**WORK TO BE COMPLETED:** Beginning with the line where "# test: point on every instance of the low" appears, restate the lines word for word through the last one in the listing.

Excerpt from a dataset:
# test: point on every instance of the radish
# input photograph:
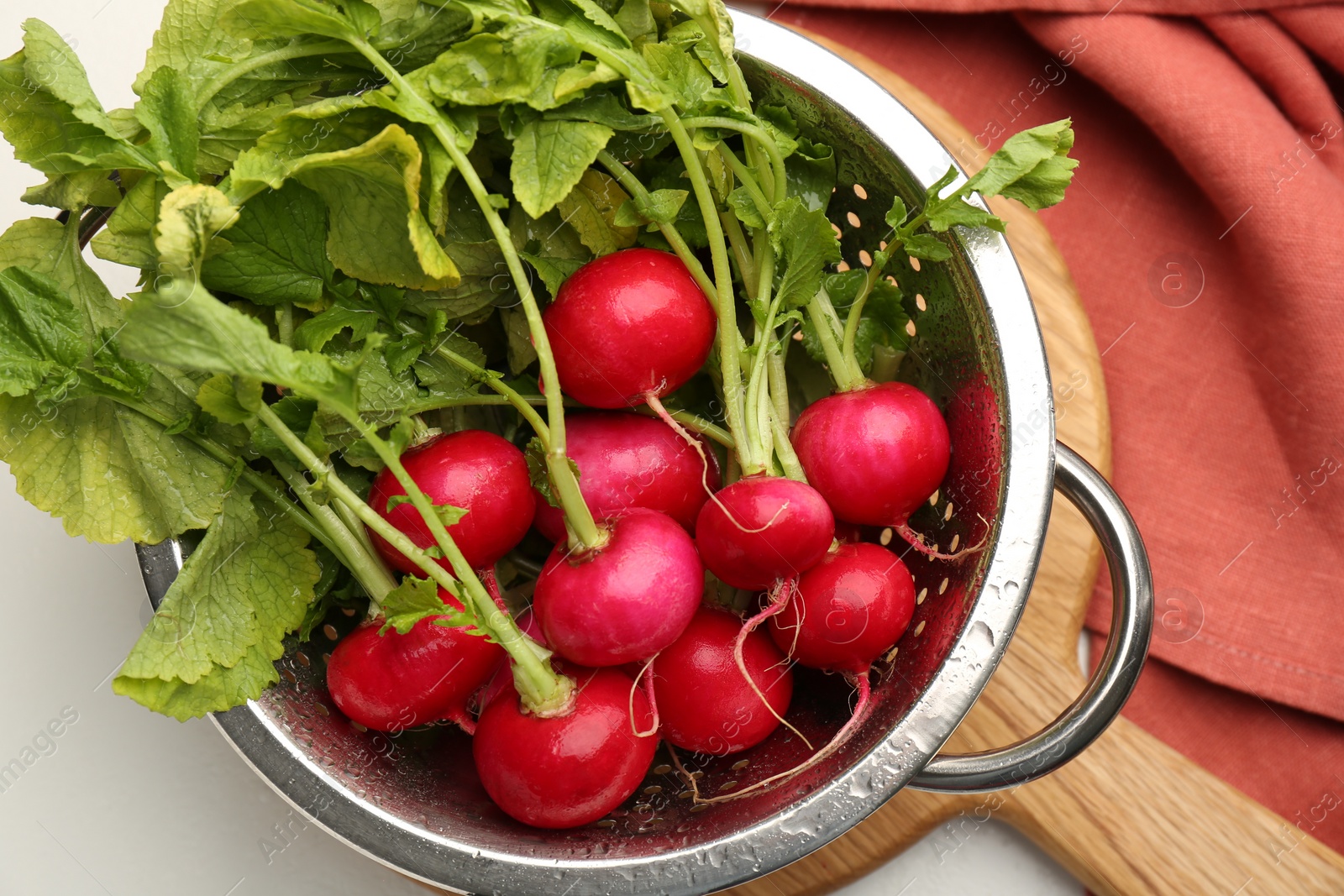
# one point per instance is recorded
(396, 681)
(875, 453)
(843, 614)
(631, 461)
(568, 770)
(624, 600)
(628, 325)
(847, 610)
(476, 470)
(705, 703)
(764, 528)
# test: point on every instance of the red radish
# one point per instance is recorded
(566, 770)
(627, 325)
(847, 610)
(843, 614)
(875, 453)
(474, 469)
(396, 681)
(624, 600)
(705, 703)
(764, 528)
(631, 461)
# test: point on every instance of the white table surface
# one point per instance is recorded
(125, 802)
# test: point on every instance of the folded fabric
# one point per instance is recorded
(1206, 233)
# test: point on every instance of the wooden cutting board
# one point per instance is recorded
(1131, 815)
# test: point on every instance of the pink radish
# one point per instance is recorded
(396, 681)
(764, 528)
(875, 453)
(705, 701)
(629, 325)
(847, 610)
(631, 461)
(624, 600)
(475, 470)
(843, 614)
(573, 768)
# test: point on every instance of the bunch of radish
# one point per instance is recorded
(618, 613)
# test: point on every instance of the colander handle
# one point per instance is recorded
(1126, 647)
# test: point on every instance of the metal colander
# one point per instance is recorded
(413, 801)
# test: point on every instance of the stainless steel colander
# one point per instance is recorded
(413, 801)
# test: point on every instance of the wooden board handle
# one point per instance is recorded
(1132, 815)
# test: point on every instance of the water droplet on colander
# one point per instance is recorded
(980, 640)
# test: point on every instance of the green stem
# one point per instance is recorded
(780, 385)
(738, 244)
(730, 338)
(759, 426)
(284, 54)
(696, 425)
(784, 449)
(286, 322)
(343, 493)
(541, 687)
(252, 476)
(822, 313)
(632, 186)
(507, 396)
(757, 134)
(584, 528)
(748, 181)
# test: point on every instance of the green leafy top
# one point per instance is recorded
(347, 217)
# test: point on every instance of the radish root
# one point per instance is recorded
(656, 406)
(780, 597)
(647, 679)
(918, 543)
(492, 587)
(860, 714)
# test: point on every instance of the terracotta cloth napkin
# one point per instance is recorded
(1206, 233)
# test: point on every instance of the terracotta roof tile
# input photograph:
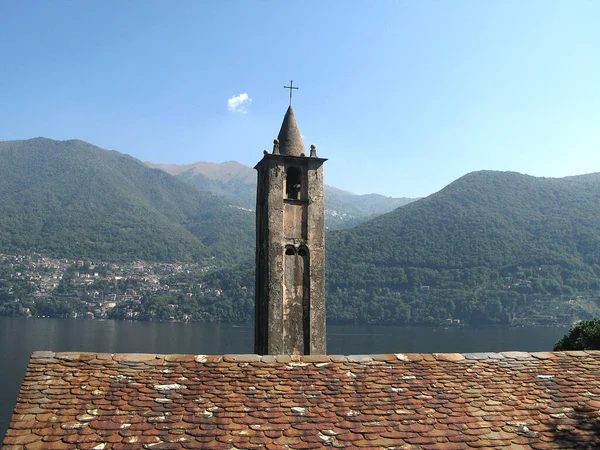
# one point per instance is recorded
(406, 401)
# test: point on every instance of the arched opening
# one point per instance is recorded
(296, 300)
(293, 183)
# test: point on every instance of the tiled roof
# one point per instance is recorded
(405, 401)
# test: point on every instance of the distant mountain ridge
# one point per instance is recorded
(73, 199)
(487, 248)
(237, 182)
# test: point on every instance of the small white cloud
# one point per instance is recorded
(238, 103)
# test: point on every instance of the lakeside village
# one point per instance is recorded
(39, 286)
(32, 285)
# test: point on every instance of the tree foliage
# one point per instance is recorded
(584, 336)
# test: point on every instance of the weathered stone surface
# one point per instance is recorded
(290, 248)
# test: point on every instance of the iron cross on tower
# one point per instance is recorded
(290, 87)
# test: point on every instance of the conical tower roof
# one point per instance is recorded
(290, 139)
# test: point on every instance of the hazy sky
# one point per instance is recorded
(403, 97)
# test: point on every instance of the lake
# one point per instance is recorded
(19, 337)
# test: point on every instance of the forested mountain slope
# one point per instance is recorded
(487, 248)
(237, 183)
(72, 199)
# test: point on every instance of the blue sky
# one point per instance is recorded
(403, 97)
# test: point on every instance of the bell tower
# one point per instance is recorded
(290, 248)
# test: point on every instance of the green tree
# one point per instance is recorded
(583, 336)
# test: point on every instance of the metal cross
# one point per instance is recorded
(290, 87)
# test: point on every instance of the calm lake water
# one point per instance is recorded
(19, 337)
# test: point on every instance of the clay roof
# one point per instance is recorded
(290, 139)
(405, 401)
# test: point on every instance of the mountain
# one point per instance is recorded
(488, 248)
(72, 199)
(237, 183)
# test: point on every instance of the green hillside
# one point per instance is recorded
(72, 199)
(492, 247)
(237, 183)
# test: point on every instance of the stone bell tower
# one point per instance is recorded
(290, 248)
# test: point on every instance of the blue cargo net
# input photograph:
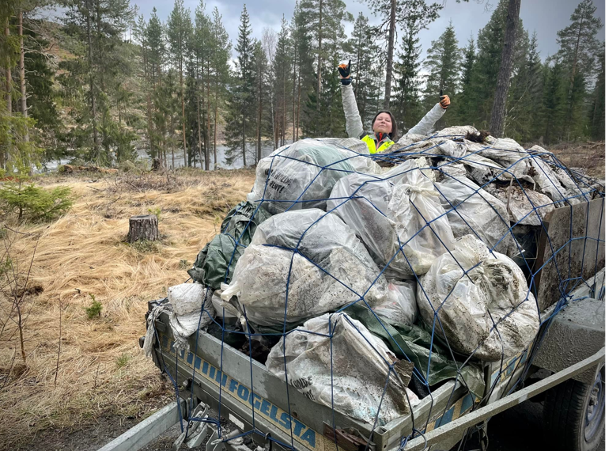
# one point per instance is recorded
(372, 284)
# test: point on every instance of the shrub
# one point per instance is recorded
(35, 203)
(157, 211)
(94, 310)
(146, 246)
(122, 360)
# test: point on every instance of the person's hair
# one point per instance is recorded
(394, 124)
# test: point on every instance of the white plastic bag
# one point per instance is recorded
(472, 210)
(353, 371)
(394, 212)
(187, 298)
(330, 269)
(300, 176)
(400, 309)
(509, 154)
(493, 291)
(525, 207)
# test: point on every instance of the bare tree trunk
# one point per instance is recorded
(283, 105)
(208, 128)
(202, 157)
(22, 70)
(320, 57)
(259, 116)
(244, 139)
(298, 105)
(4, 153)
(390, 46)
(91, 80)
(497, 120)
(9, 80)
(215, 127)
(183, 111)
(294, 93)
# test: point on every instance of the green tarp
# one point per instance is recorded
(212, 264)
(415, 342)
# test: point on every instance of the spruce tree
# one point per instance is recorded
(365, 66)
(524, 105)
(179, 31)
(282, 77)
(404, 13)
(487, 65)
(554, 103)
(102, 63)
(408, 108)
(466, 99)
(579, 48)
(598, 110)
(443, 62)
(241, 121)
(261, 95)
(220, 72)
(324, 23)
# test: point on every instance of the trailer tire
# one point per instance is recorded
(574, 414)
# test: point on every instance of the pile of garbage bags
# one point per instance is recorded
(381, 277)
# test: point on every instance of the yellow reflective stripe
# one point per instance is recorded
(370, 142)
(385, 146)
(372, 147)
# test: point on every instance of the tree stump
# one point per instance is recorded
(143, 227)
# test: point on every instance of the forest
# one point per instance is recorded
(102, 84)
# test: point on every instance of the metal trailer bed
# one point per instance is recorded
(222, 376)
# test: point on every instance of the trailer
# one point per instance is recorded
(565, 364)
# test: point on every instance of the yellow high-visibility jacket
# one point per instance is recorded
(355, 129)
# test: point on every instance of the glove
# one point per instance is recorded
(444, 100)
(345, 73)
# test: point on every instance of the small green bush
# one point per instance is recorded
(35, 203)
(157, 211)
(146, 246)
(122, 360)
(94, 310)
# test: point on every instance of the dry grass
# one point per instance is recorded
(101, 370)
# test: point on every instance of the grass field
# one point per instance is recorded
(81, 372)
(99, 371)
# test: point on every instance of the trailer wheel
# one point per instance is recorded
(574, 414)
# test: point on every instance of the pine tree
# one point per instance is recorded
(466, 99)
(305, 81)
(202, 48)
(365, 66)
(498, 115)
(179, 30)
(417, 14)
(443, 62)
(598, 112)
(241, 123)
(101, 65)
(261, 94)
(220, 71)
(324, 24)
(42, 94)
(487, 65)
(282, 84)
(578, 50)
(408, 108)
(524, 104)
(554, 103)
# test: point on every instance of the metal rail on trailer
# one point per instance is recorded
(222, 377)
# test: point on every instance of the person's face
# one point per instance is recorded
(382, 123)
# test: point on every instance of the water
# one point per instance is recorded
(266, 149)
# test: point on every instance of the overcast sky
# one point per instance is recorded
(545, 17)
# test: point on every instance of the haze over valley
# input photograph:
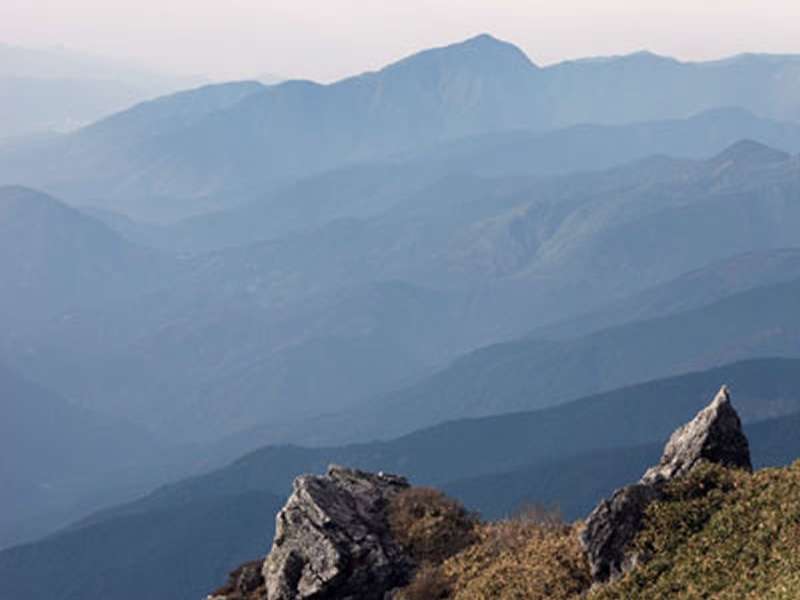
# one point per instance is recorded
(509, 280)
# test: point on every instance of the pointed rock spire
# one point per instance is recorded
(713, 436)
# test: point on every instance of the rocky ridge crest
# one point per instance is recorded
(713, 436)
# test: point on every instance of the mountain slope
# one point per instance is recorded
(53, 258)
(300, 128)
(692, 290)
(54, 454)
(369, 190)
(527, 374)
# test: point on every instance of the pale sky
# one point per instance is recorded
(328, 39)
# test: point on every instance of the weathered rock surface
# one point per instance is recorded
(714, 435)
(333, 539)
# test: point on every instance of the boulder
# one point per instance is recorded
(714, 436)
(333, 539)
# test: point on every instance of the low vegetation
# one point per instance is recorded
(718, 533)
(431, 526)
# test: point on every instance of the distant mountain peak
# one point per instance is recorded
(482, 50)
(751, 152)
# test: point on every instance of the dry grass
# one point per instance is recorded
(720, 534)
(431, 526)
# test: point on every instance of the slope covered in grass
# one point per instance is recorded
(717, 533)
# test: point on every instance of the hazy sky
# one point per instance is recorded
(327, 39)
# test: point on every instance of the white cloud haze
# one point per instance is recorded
(327, 39)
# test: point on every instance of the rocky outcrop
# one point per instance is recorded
(714, 435)
(333, 539)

**SOLUTION TO THIS TASK:**
# test: point on every instance of the low vegetation
# one point per instance is recorded
(718, 533)
(431, 526)
# test: point on every instance of the distant mountain peak
# one point per instance is recorded
(482, 50)
(751, 152)
# test: point on every instance of the dry grass
# one point per instance is recorded
(720, 534)
(431, 526)
# test: point on every instance of the slope covered in grass
# one point per instance is recorded
(717, 533)
# test: point on every instance of the hazy sky
# one point per instance is recorded
(327, 39)
# test: point on every instance of the white cloud haze
# one point per instance is recorded
(327, 39)
# test: point on every instance of the rocky outcrop
# one point per instance is recorded
(714, 435)
(333, 539)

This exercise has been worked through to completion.